Given text ->
+--

Back in March I ended my post on the psychedelia-derived art style that I think of as “the groovy look” with the words “there’s a lot more to be found.” There is indeed, and I’d neglected to include anything in the post by Mike Hinge, a New Zealand-born illustrator whose covers for American SF magazines in the 1970s brought a splash of vivid colour to the groove-deprived world of science fiction. This was a rather belated development for staid titles like Amazing and Analog whose covers in the previous decade wouldn’t have looked out of place in the Gernsback era. Opening the door to someone like Mike Hinge, a graphic designer as well as a general illustrator, was probably a result of both magazines having undergone recent changes of editorship. Hinge approached SF art in the same way that Jim Steranko approached comic-book art in the late 1960s, importing trends that had been flourishing outside the medium. (And Steranko liked Hinge’s art enough to publish a portfolio of black-and-white drawings, The Mike Hinge Experience, in 1973.) This kind of graphic style was increasingly outmoded by the mid-70s but some of Hinge’s compositions are audacious in context: the Algol cover with one of his robots seen in a water reflection (and those ripples that defy perspective), the Analog cover that works both vertically and horizontally.

+--

Material shown ->
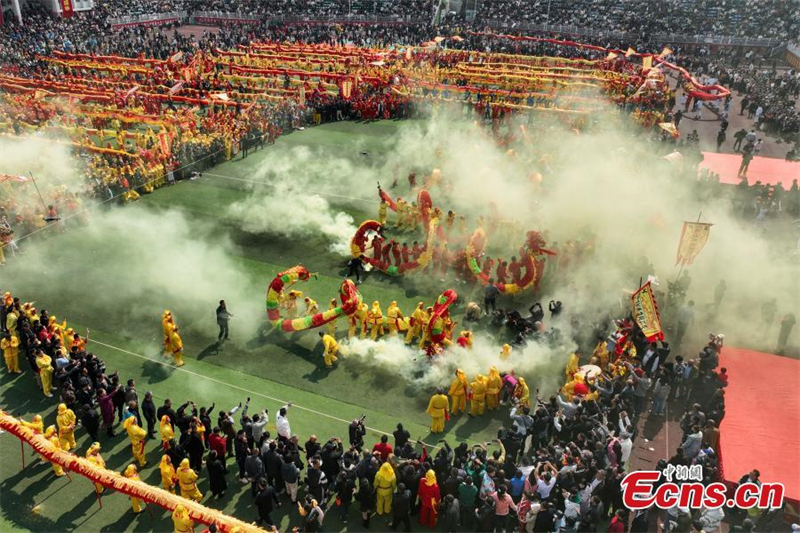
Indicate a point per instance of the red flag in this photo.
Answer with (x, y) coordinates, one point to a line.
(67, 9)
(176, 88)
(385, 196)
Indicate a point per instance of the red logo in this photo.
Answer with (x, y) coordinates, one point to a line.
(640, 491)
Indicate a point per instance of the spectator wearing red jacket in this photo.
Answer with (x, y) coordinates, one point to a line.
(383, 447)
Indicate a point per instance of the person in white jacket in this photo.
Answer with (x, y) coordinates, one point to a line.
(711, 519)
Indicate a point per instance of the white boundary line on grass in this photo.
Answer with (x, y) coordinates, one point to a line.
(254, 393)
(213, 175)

+--

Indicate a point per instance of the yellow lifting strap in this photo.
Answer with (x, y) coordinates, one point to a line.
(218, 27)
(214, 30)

+--

Instructions to follow -> Please return the passage on Mike Hinge's covers in full, word for word. The records were taken from a different source than the passage on Mike Hinge's covers.

Expected answer ->
Back in March I ended my post on the psychedelia-derived art style that I think of as “the groovy look” with the words “there’s a lot more to be found.” There is indeed, and I’d neglected to include anything in the post by Mike Hinge, a New Zealand-born illustrator whose covers for American SF magazines in the 1970s brought a splash of vivid colour to the groove-deprived world of science fiction. This was a rather belated development for staid titles like Amazing and Analog whose covers in the previous decade wouldn’t have looked out of place in the Gernsback era. Opening the door to someone like Mike Hinge, a graphic designer as well as a general illustrator, was probably a result of both magazines having undergone recent changes of editorship. Hinge approached SF art in the same way that Jim Steranko approached comic-book art in the late 1960s, importing trends that had been flourishing outside the medium. (And Steranko liked Hinge’s art enough to publish a portfolio of black-and-white drawings, The Mike Hinge Experience, in 1973.) This kind of graphic style was increasingly outmoded by the mid-70s but some of Hinge’s compositions are audacious in context: the Algol cover with one of his robots seen in a water reflection (and those ripples that defy perspective), the Analog cover that works both vertically and horizontally.